— START EXERCISE INPUTS —

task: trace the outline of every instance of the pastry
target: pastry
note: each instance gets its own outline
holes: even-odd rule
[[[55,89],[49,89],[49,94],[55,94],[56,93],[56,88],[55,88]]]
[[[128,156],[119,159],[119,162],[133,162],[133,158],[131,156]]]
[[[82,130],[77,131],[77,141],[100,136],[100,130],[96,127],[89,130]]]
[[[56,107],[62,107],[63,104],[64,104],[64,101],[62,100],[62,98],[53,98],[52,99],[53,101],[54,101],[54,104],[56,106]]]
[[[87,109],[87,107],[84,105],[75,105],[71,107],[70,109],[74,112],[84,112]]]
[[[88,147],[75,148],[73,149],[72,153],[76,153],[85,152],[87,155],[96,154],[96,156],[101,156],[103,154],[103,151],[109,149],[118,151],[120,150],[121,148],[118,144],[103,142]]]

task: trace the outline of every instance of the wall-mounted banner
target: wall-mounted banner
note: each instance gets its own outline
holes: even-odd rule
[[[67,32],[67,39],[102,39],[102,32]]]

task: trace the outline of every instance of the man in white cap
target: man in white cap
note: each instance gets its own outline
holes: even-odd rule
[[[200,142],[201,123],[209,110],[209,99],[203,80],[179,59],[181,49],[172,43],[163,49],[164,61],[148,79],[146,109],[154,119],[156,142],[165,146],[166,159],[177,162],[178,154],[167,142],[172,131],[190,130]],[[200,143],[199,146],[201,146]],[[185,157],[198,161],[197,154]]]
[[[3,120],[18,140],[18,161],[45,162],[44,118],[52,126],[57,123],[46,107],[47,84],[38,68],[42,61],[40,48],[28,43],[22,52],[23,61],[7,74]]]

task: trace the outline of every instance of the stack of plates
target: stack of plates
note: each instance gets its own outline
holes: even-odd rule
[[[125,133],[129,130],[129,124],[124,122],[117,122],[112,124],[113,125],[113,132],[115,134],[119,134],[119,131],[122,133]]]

— END EXERCISE INPUTS —

Starting from the line containing "task: trace the outline of every instance of the wall-mounted" and ending with the final line of the data, reproduce each line exactly as it appears, including no other lines.

task: trace the outline of every instance of the wall-mounted banner
target: wall-mounted banner
note: each instance gets its own outline
holes: even-odd rule
[[[67,32],[67,39],[102,39],[102,32]]]

task: trace the outline of every instance of the man in white cap
target: man in white cap
note: each instance gets its own outline
holes: even-odd rule
[[[200,142],[201,123],[209,110],[209,99],[203,80],[179,59],[181,49],[172,43],[163,49],[164,61],[148,79],[146,109],[154,119],[156,142],[165,146],[166,159],[177,162],[178,154],[167,142],[172,131],[190,130]],[[200,143],[199,146],[201,146]],[[185,157],[198,161],[197,154]]]
[[[3,120],[18,140],[18,161],[45,162],[44,118],[52,126],[57,123],[46,107],[47,84],[38,68],[42,61],[40,48],[28,43],[22,52],[23,61],[7,74]]]

task: trace the outline of every instance of the stack of plates
target: stack of plates
note: each instance gets its own outline
holes: even-odd rule
[[[125,133],[129,130],[129,124],[124,122],[117,122],[112,124],[113,125],[113,132],[115,134],[119,134],[119,131],[122,133]]]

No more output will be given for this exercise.